-- Start Material for this exercise --

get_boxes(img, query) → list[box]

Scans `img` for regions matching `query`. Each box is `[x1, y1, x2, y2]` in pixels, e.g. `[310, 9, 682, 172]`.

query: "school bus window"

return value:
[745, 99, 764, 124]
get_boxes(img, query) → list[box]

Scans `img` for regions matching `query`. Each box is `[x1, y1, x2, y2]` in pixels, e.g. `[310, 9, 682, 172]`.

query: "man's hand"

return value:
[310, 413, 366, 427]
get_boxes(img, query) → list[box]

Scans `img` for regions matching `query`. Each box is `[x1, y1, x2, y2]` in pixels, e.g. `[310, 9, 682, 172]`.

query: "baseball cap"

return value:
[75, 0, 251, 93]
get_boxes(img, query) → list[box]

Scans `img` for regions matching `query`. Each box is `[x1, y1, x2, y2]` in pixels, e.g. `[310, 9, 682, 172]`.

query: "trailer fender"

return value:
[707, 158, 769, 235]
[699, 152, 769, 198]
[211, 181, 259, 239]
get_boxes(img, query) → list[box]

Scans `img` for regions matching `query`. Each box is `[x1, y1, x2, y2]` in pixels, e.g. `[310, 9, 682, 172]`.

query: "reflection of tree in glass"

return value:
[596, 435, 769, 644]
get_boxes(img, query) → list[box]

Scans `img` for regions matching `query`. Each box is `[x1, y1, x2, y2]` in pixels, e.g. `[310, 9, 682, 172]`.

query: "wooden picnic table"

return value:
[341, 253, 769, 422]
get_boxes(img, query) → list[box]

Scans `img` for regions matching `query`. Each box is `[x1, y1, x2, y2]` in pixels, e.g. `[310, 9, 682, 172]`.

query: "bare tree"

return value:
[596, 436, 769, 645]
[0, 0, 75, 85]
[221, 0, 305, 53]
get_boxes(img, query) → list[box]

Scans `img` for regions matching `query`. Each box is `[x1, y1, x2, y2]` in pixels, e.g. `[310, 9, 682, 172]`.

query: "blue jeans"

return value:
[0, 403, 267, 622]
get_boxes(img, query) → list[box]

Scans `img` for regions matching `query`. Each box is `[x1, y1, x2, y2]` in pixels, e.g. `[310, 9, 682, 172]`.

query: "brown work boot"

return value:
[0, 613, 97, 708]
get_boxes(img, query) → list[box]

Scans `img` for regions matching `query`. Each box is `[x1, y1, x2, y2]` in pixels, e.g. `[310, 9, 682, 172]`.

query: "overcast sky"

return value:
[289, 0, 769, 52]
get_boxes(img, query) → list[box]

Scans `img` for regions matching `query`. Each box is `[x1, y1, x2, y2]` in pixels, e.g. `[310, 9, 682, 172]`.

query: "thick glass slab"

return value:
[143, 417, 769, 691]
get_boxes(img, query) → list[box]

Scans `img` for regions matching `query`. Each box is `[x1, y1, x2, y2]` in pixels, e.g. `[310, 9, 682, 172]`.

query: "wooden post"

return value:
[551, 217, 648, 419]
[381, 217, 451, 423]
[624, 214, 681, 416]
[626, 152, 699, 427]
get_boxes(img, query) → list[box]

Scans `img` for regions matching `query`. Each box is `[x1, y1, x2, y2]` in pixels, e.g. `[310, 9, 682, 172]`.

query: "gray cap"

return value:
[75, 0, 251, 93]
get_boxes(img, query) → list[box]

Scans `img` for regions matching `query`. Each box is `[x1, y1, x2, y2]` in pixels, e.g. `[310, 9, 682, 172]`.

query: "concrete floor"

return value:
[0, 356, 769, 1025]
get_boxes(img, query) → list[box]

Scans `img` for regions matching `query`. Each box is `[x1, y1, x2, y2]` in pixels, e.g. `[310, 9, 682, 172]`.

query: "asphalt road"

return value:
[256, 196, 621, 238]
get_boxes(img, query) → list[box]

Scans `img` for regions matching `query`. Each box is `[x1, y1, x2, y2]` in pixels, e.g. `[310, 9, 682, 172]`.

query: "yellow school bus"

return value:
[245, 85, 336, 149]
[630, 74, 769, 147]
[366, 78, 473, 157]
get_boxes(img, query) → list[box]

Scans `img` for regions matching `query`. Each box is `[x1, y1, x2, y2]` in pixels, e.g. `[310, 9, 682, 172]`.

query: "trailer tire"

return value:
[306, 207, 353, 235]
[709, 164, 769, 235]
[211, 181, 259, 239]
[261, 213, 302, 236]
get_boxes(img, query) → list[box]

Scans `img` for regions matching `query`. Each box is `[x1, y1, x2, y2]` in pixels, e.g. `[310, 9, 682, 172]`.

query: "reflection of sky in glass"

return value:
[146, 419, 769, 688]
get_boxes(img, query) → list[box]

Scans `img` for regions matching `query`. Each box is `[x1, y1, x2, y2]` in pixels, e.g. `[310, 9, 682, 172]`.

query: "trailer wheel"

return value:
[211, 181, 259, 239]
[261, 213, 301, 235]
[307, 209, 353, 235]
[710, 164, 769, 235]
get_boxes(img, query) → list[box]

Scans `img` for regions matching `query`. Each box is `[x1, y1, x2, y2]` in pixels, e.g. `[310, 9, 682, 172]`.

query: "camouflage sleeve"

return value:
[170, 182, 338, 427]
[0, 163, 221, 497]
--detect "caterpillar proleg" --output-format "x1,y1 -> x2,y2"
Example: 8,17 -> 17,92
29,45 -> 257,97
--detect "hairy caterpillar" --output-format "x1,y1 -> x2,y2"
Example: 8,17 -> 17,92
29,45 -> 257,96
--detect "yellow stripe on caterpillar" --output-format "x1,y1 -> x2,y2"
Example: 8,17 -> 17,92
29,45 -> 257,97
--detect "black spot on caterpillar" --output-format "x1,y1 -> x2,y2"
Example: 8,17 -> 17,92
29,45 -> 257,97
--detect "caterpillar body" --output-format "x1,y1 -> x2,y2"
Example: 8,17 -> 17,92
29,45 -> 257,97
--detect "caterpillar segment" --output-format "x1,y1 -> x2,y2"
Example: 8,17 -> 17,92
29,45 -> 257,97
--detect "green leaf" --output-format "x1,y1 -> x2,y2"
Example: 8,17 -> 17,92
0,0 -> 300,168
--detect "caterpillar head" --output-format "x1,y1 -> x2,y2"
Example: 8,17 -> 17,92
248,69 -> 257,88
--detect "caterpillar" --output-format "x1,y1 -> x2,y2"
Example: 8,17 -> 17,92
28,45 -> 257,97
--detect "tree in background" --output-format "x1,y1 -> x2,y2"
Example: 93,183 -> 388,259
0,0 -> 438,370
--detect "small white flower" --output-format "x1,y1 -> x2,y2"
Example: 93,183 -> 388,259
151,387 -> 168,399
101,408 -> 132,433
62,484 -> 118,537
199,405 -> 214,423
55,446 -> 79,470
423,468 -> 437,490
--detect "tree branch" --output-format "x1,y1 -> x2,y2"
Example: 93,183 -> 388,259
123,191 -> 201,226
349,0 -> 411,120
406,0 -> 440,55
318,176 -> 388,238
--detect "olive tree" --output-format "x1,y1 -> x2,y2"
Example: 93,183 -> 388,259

-- End Material for this exercise --

Instruction
Output the entries above verbatim, beginning at their first line and stopping after the line that contains "[596, 435, 769, 644]".

Exercise output
get_boxes(img, query) → list[box]

Scans `img` for regions matching `query`. Each box is `[x1, y1, x2, y2]` in pixels, e.g. `[310, 9, 682, 172]`.

query: "school bus window"

return value:
[745, 99, 764, 124]
get_boxes(img, query) → list[box]

Scans `img` for regions matching `query`. Each box is `[x1, y1, x2, y2]` in pixels, e.g. `[310, 9, 682, 172]`.

query: "man's hand"

return value:
[310, 413, 366, 427]
get_boxes(img, query) → list[box]

Scans `img` for regions matching `query`. Each box is `[x1, y1, x2, y2]` in pixels, e.g. `[310, 9, 682, 172]`.

query: "baseball cap"

return value:
[75, 0, 251, 93]
get_boxes(img, query) → list[box]

Scans `img` for regions matching `query`. Each box is `[x1, y1, x2, y2]` in pixels, e.g. `[310, 9, 682, 172]`.

query: "trailer fender"

return value:
[707, 158, 769, 235]
[699, 152, 769, 198]
[211, 181, 259, 239]
get_boxes(img, query) → list[box]

Scans `img` for regions matching `query`. Each box is `[x1, y1, x2, y2]` in pixels, e.g. `[310, 9, 682, 172]`.

query: "reflection of tree in glass"

return value:
[596, 435, 769, 644]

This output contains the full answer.